Print the data below exactly, but only the lines from the one containing "Target: leopard eye" down to the one containing "Target: spotted fur", inclusive.

Source records:
--------
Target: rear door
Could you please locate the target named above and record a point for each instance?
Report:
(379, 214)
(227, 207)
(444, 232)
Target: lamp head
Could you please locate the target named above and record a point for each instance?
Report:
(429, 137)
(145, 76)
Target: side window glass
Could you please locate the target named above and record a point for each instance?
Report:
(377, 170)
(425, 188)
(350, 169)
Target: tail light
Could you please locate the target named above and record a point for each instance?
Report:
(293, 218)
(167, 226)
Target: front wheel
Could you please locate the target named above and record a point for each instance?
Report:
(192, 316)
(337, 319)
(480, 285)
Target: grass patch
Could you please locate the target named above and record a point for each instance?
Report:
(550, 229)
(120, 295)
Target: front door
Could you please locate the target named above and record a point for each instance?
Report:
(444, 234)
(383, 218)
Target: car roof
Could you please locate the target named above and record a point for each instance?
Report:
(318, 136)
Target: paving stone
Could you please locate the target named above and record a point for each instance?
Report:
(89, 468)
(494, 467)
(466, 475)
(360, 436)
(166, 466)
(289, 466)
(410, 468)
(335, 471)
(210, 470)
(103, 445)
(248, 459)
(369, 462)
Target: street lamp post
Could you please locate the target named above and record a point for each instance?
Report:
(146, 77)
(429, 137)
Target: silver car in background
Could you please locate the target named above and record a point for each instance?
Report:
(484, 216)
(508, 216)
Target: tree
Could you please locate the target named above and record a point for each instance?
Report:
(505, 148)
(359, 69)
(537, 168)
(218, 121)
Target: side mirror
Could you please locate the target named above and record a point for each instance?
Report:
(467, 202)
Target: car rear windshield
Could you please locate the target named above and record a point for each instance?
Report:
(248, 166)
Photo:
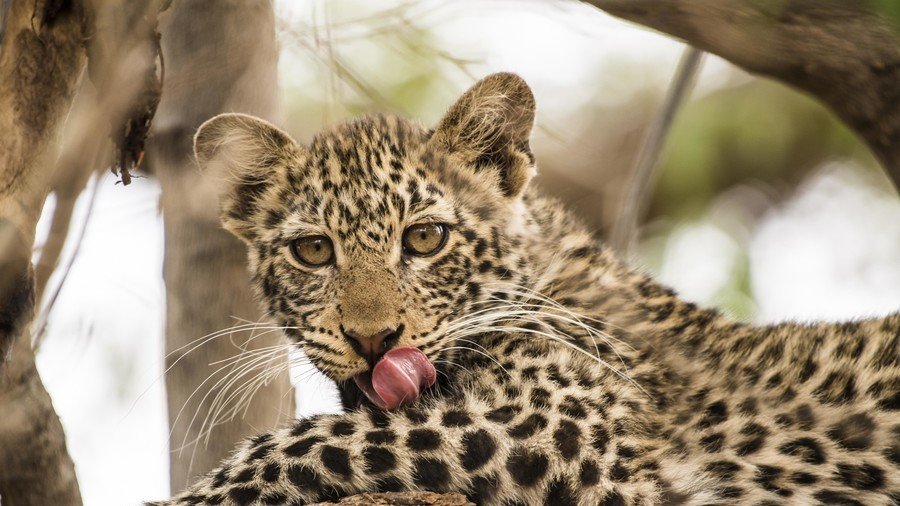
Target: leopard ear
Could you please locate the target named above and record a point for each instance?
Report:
(248, 156)
(488, 129)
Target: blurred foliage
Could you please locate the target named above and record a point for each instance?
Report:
(759, 131)
(733, 152)
(890, 9)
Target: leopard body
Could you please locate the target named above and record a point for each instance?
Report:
(565, 376)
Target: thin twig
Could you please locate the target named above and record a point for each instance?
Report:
(639, 189)
(43, 318)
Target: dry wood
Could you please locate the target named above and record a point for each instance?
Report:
(845, 52)
(220, 57)
(41, 58)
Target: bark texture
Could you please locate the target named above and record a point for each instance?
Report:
(845, 52)
(219, 57)
(41, 59)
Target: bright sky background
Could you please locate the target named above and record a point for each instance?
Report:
(830, 252)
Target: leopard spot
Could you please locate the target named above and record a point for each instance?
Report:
(526, 467)
(477, 449)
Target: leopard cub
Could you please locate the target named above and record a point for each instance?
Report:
(485, 343)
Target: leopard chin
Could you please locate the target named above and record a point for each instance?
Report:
(534, 366)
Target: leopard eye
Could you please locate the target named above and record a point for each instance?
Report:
(424, 239)
(313, 251)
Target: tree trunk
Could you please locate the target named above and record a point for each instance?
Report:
(41, 59)
(219, 57)
(845, 52)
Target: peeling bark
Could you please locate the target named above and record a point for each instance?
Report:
(41, 59)
(843, 52)
(219, 57)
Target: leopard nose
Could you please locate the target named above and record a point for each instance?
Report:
(372, 347)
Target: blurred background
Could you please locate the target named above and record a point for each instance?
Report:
(766, 206)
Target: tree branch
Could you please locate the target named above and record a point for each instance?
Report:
(845, 52)
(41, 58)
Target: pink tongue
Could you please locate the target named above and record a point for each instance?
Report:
(397, 378)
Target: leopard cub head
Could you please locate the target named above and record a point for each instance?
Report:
(380, 233)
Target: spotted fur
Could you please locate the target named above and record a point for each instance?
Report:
(565, 376)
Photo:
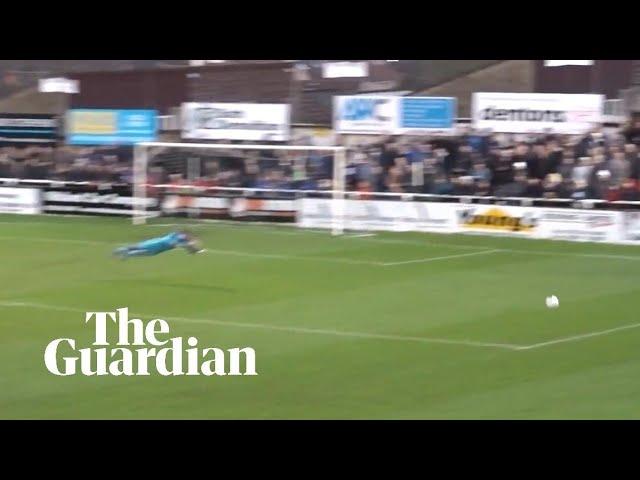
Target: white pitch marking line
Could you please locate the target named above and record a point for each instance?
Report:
(379, 240)
(255, 254)
(292, 329)
(579, 337)
(445, 257)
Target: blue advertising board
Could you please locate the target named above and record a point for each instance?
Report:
(427, 113)
(393, 115)
(111, 127)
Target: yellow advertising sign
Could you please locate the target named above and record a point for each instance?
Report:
(93, 123)
(496, 218)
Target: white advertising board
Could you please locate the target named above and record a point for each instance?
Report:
(536, 112)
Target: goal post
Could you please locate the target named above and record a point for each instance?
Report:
(142, 182)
--------
• _Result_:
Target: leopard eye
Could you please locate the target named above and record a point for each instance?
Report:
(424, 239)
(313, 251)
Target: tree trunk
Could you please locate the target named above and record a point for each instance?
Report:
(41, 59)
(219, 57)
(845, 52)
Target: peeling bark
Could you please locate the target named above and record a point for each instance?
Report:
(41, 59)
(843, 52)
(219, 57)
Target: leopard nose
Could you please locate the target named above and record a point for each instance?
Report:
(372, 347)
Target: blurred background
Could you please locate the target named above and record a point for each instance?
Report:
(766, 206)
Target: tree branch
Could you please locate the target named above and record a point for each instance?
Report:
(845, 52)
(41, 58)
Target: pink tongue
Could you please locate the target named above and record a point for each instance?
Report:
(397, 378)
Target: leopard cub head
Could you please locate the target named above and record a point for each instance?
Report:
(380, 233)
Target: spotted fur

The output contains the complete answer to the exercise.